:: Excerpt provided ::

[BEGIN]

Non-deterministic behavior of Window function
If you have reached to this blog post, it may be because you have questioned why query sometimes prints different query results time to time when Window function is used in the query execution plan. Today, I am here to help you out to understand why is that so. Before we dive info further, let’s briefly check on the definition of Window function and its characteristics.
OVER ( [ <window_partition_by_clause> ] [ <window_order_by_clause> ] [<window_frame_clause>])
** More details regarding its uses
If you need more details about window function types and how to use them, please refer the link below.
After reading the definition of Window function, now you know that window function has a non-deterministic function and it deviates from a regular aggregation function, but maybe the definition is not enough to give you an intuitive impression on how exactly Window function behaves underneath. Let me explain some details with an example.
create column table myTable (CLASS CHAR(10), AGE INT, GENDER CHAR(10), MEMBER_ID INT);
INSERT INTO myTable VALUES(‘A’, 10, ‘Female’, 12114);
INSERT INTO myTable VALUES(‘A’, 34, ‘Female’, 35583);
INSERT INTO myTable VALUES(‘A’, 51, ‘Male’,55864);
INSERT INTO myTable VALUES(‘A’, 51, ‘Male’,54312);
INSERT INTO myTable VALUES(‘A’, 51, ‘Male’,58512);
INSERT INTO myTable VALUES(‘A’, 14, ‘Female’, 48766);
INSERT INTO myTable VALUES(‘B’, 12, ‘Male’, 32587);
INSERT INTO myTable VALUES(‘B’, 12,’Female’, 96861);
INSERT INTO myTable VALUES(‘B’, 27, ‘Male’,11541);
As you can see from the link above, there are several types of Window functions. Among them, I choose to use ROW_NUMBER() as an example.

[END]

:: Exercises to complete ::
1. Translate this sentence from the window function post into Spanish: "Among them, I choose to use ROW_NUMBER() as an example."
2. In the window function post, which data type does the create statement give the MEMBER_ID column of myTable?
3. Extend the post on non-deterministic window function behavior, picking up right after its last sentence.

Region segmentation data
[BEGIN]

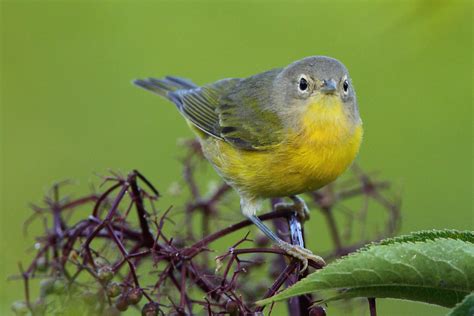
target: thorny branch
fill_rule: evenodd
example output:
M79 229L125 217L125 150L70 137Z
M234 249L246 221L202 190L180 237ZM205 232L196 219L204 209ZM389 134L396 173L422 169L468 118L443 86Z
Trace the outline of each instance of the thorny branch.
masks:
M251 223L243 220L212 229L223 226L219 222L226 215L231 190L221 183L203 195L196 181L197 166L203 161L199 144L189 141L186 147L183 178L190 197L183 207L185 217L179 222L178 209L158 210L158 190L137 170L127 176L105 177L104 184L109 186L101 194L76 199L61 198L64 183L54 185L44 199L45 205L34 205L32 217L25 222L26 227L42 218L46 227L37 237L31 263L26 269L19 265L25 299L15 303L13 309L20 314L26 311L43 315L64 309L68 302L78 302L79 297L88 314L116 315L137 308L149 316L202 312L259 315L266 307L255 306L257 299L270 297L305 277L308 271L300 273L300 263L272 248L264 236L257 235L253 241L247 233L231 241L232 246L224 253L214 246L217 242L229 243L234 238L230 234ZM326 218L333 241L333 249L324 256L327 260L355 251L370 240L393 235L399 225L399 202L390 201L383 193L389 183L374 180L357 167L353 174L350 182L337 182L308 193L310 205ZM345 202L356 197L365 201L364 207L348 210ZM348 237L354 237L352 226L357 222L365 225L369 199L388 214L384 229L371 239L364 235L349 242ZM136 219L132 213L137 214ZM198 216L201 225L196 229ZM350 225L339 224L341 217ZM304 223L291 210L271 211L260 219L272 221L281 238L304 246ZM342 226L349 227L344 234ZM312 232L311 236L317 238L323 233ZM221 255L210 258L210 252L216 251ZM321 268L316 262L310 262L310 267ZM41 279L41 283L39 298L32 301L30 286L34 279ZM55 300L60 304L53 304ZM313 303L316 300L310 295L289 300L289 314L324 315L324 308ZM370 313L375 315L375 299L368 301ZM76 311L78 306L74 304ZM267 309L270 314L273 306Z

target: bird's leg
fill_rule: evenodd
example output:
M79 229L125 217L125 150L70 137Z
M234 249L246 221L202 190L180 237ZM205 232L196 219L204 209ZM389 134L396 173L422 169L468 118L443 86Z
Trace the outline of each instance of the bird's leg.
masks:
M281 240L275 233L268 228L256 215L249 215L248 218L255 224L271 241L273 241L280 249L285 251L292 257L303 262L303 269L306 270L308 267L308 260L313 260L321 265L325 265L324 259L320 256L313 254L310 250L303 248L298 245L292 245L286 241Z
M290 196L293 203L280 202L275 205L276 211L295 211L298 214L298 219L303 223L309 219L309 208L306 206L304 200L296 195Z

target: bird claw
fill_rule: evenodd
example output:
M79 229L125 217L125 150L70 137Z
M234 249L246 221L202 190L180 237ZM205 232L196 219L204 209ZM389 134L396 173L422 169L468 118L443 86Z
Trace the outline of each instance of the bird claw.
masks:
M326 262L320 256L317 256L306 248L303 248L298 245L292 245L287 242L281 242L278 244L282 250L284 250L290 256L300 260L303 263L303 268L301 272L305 271L308 268L308 260L312 260L322 266L326 265Z
M294 211L298 214L298 219L301 222L309 220L309 208L302 198L298 196L292 196L293 203L280 202L275 205L276 211Z

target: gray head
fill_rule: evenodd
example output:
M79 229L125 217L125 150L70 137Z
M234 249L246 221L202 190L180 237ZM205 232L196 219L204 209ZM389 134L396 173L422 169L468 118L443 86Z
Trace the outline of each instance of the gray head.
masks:
M317 99L336 98L351 119L360 120L347 68L334 58L312 56L288 65L275 78L273 89L274 104L290 106L292 112L295 107L304 111Z

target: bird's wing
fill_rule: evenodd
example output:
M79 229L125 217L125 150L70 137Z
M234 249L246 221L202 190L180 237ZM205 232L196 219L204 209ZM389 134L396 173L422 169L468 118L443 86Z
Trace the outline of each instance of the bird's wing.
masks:
M238 148L265 150L283 139L281 120L271 104L273 80L279 72L275 69L202 87L177 77L134 82L173 101L206 134Z
M278 72L178 90L169 98L207 134L242 149L264 150L283 139L282 122L271 106L271 88Z

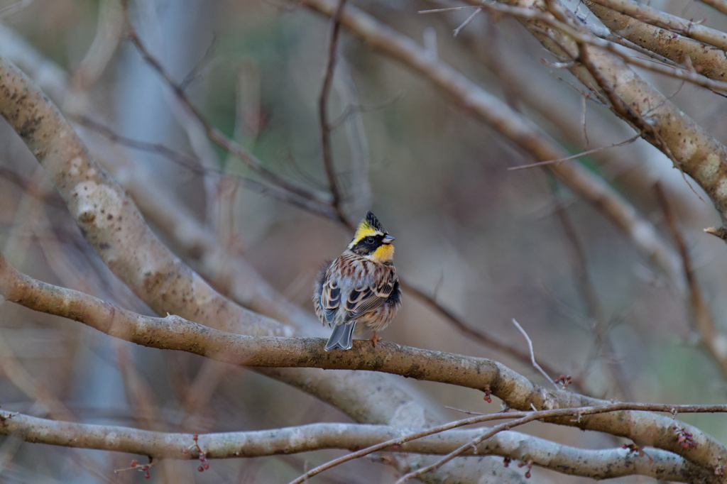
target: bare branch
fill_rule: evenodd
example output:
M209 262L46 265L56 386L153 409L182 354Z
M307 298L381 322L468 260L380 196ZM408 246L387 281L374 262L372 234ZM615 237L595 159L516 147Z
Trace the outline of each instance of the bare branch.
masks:
M31 309L72 318L138 344L186 351L235 365L391 373L481 390L486 389L510 407L527 411L608 403L570 392L547 391L504 365L485 358L387 342L374 347L368 341L361 340L355 341L350 350L326 352L323 350L325 340L322 338L247 336L202 326L178 316L144 317L76 291L34 281L18 273L4 259L0 259L0 295ZM638 403L628 405L634 406L630 408L649 408L639 407ZM625 411L592 415L577 421L555 417L549 421L627 437L639 445L675 452L700 466L715 465L718 456L727 459L727 449L710 435L686 424L675 428L672 419L650 414L637 415ZM683 448L679 440L683 432L688 432L696 445Z
M336 175L336 169L333 165L333 153L331 152L331 125L328 121L328 100L331 95L331 86L333 85L333 75L336 70L336 50L338 49L338 36L341 32L341 15L345 7L346 0L339 0L338 7L333 14L333 28L331 31L331 41L328 49L328 63L326 66L326 74L324 76L323 86L321 88L321 95L318 99L318 116L321 121L321 148L323 153L323 164L326 169L326 176L328 177L329 187L333 200L331 202L334 209L338 214L339 219L349 229L354 227L346 217L342 206L341 188Z

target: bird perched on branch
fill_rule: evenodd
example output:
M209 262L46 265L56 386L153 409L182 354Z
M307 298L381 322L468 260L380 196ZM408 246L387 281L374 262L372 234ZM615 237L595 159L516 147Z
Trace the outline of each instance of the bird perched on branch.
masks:
M333 326L326 351L348 350L358 324L374 331L376 346L382 330L401 306L401 289L394 268L390 235L369 211L343 254L324 265L316 277L313 305L324 325Z

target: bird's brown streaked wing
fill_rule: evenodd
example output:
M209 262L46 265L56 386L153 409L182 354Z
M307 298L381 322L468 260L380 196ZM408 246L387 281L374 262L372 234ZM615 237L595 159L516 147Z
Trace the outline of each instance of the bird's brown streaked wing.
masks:
M366 286L351 291L345 306L348 312L345 320L355 319L384 304L393 291L394 281L392 273L389 277L382 278L376 286Z
M329 279L324 284L323 291L321 293L321 305L326 315L326 320L329 324L333 323L336 316L336 310L340 304L341 288L336 281Z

[END]

:: Task-by-task results ::
1. Entre ellas, elijo usar ROW_NUMBER() como ejemplo.

2. INT

3.
Once we have decided which one to use, then let’s create a select statement using Window function syntax. We partitioned the table into firstly with CLASS and secondly with GENDER. In query, it can be expressed as
SELECT CLASS, GENDER, AGE, MEMBER_ID,
ROW_NUMBER() OVER (PARTITION BY CLASS, GENDER ORDER BY AGE) ROW_NUM
“ROW_NUMBER OVER (PARITION BY CLASS, GENDER)”
FIGURE 1. FIRST PARTITIONING BY CLASS (Notice the red boxes)
FIGURE 2. SECOND PARTITIONING BY GENDER (Notice the blue boxes)
And then, order them by age
“ROW_NUMBER OVER (PARTITION BY CLASS, GENDER ORDER BY AGE)”
FIGURE 3. ORDER BY AGE (Marked with black arrows)
If you look at the second blue rectangle from the top, these three members (55864, 54312, and 58512) have the same class and gender values. In this case, even if you sort them by their age, they could not be distinguished from one another because they have been partitioned only by CLASS and AGE, but not by any unique value.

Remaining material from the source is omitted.